What you need to do → Convert the data below into a two-column CSV headed input and output. Make one row for each "# query" line, putting that line and the "# test" line above it in input and the coordinates that follow in output, each as one quoted field with line breaks replaced by spaces.

Data →
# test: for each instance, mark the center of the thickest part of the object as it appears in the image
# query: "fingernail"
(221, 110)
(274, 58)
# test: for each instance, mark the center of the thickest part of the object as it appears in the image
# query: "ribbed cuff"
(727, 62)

Expected output →
input,output
"# test: for each instance, mark the center of the thickest part of the object as it appears in the image # query: ""fingernail""","(221, 110) (274, 58)"
"# test: for each instance, mark the center of the thickest part of the object as it appears in the image # query: ""ribbed cuff""","(727, 62)"